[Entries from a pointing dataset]

######

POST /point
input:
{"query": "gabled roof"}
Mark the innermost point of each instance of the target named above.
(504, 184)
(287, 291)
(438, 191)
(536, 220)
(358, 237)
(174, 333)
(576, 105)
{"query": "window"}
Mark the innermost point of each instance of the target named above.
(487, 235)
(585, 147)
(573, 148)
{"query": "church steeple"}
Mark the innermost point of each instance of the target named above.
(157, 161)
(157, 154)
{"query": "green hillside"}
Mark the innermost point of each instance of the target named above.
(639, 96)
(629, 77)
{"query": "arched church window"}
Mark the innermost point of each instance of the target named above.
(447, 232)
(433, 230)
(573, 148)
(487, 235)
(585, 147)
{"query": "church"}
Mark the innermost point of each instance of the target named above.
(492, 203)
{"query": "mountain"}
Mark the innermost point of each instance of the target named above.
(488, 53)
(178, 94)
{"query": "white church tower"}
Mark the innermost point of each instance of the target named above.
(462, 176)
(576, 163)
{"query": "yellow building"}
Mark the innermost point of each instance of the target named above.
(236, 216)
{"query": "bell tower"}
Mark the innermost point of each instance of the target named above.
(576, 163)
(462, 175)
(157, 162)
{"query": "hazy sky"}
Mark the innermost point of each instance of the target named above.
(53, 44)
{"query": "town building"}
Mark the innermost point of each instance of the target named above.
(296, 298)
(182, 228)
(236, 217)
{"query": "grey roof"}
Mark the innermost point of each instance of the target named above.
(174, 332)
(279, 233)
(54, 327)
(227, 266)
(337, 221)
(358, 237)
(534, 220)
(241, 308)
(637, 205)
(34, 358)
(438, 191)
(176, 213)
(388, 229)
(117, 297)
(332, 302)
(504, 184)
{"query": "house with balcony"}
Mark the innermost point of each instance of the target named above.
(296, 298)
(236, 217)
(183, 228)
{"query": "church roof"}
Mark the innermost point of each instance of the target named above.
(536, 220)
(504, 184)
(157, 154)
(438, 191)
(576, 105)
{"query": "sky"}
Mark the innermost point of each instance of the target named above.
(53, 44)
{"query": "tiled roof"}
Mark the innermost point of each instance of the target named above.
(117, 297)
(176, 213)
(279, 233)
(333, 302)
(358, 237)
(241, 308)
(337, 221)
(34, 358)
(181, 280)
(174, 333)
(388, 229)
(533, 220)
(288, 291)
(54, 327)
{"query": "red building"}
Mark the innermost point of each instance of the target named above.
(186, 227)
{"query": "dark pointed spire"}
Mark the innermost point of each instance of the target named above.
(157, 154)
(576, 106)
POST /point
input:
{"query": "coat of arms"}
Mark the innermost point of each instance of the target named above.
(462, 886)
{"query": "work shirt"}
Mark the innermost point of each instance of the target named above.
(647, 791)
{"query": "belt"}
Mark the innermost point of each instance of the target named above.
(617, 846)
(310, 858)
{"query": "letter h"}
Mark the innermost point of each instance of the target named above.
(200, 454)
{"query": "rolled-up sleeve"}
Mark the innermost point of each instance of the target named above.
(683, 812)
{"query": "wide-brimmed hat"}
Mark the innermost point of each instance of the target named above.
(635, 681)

######

* THE PROBLEM
Retype the entries one by one, exactly.

* SOLUTION
POST /point
input:
{"query": "gabled roof"}
Mark the innermost point of each instance of the target named above.
(504, 184)
(287, 291)
(438, 191)
(536, 220)
(358, 237)
(174, 333)
(576, 105)
{"query": "window"}
Mark the innermost point of each instance of the target named above.
(487, 235)
(585, 147)
(573, 148)
{"query": "church steeple"}
Mark the innermost point of each instance of the target named above.
(157, 161)
(157, 154)
{"query": "green hillside"}
Mark the innermost point of each instance of the target named above.
(639, 96)
(629, 77)
{"query": "arched church window"}
Mark the innermost point of each instance of the target named above.
(447, 232)
(433, 230)
(573, 148)
(487, 235)
(585, 147)
{"query": "church"}
Mark the innermost point of each instance of the target named above.
(492, 203)
{"query": "mountain"}
Mark the innermost point of each instance of the target named above.
(488, 53)
(178, 94)
{"query": "white church tower"}
Mark the innermost point of each instance of the target named above.
(462, 176)
(576, 163)
{"query": "yellow building"}
Mark the innermost point of each instance of the target named above.
(236, 216)
{"query": "bell tower"}
Mark the innermost point of each instance of the target named above.
(576, 163)
(462, 175)
(157, 162)
{"query": "hazy sky"}
Mark the innermost point of each instance of the target named above.
(53, 44)
{"query": "town building"}
Mark the innermost point of each instance of the target named above.
(296, 298)
(182, 228)
(236, 217)
{"query": "grey roof"}
Mark the innermost point of each instance of the target named above.
(174, 332)
(279, 233)
(54, 327)
(227, 266)
(337, 221)
(358, 237)
(534, 220)
(241, 308)
(637, 205)
(34, 358)
(438, 191)
(176, 213)
(388, 229)
(117, 297)
(332, 302)
(504, 184)
{"query": "house with balcony"}
Mark the innermost point of each instance of the target named above.
(296, 298)
(236, 217)
(183, 228)
{"query": "church roof"}
Mark the innermost point of each instance of the target named above.
(536, 220)
(504, 184)
(157, 154)
(438, 191)
(576, 105)
{"query": "sky"}
Mark the innermost point of each instance of the target named above.
(53, 44)
{"query": "tiled roof"}
Mark the innermost point of each instance of the target named above.
(117, 297)
(176, 213)
(279, 233)
(333, 302)
(358, 237)
(241, 308)
(337, 221)
(34, 358)
(181, 280)
(174, 333)
(388, 229)
(533, 220)
(288, 291)
(54, 327)
{"query": "red building"}
Mark the innermost point of each instance of the target named above.
(186, 227)
{"query": "dark pointed spire"}
Mark the innermost point of each instance of the target named above.
(157, 154)
(576, 106)
POST /point
input:
{"query": "coat of arms"}
Mark the innermost point of each instance of the target named above.
(462, 886)
{"query": "work shirt"}
Mark the innermost point of each instance of the target named above.
(647, 791)
{"query": "belt"}
Mark the innermost point of each instance of the target named above.
(617, 846)
(310, 858)
{"query": "letter h"}
Mark the innermost point of each instance of the target named above.
(200, 454)
{"query": "rolled-up sleeve"}
Mark the innermost point of each instance of the target named above.
(683, 812)
{"query": "wide-brimmed hat"}
Mark the innermost point of each instance of the target named above.
(635, 681)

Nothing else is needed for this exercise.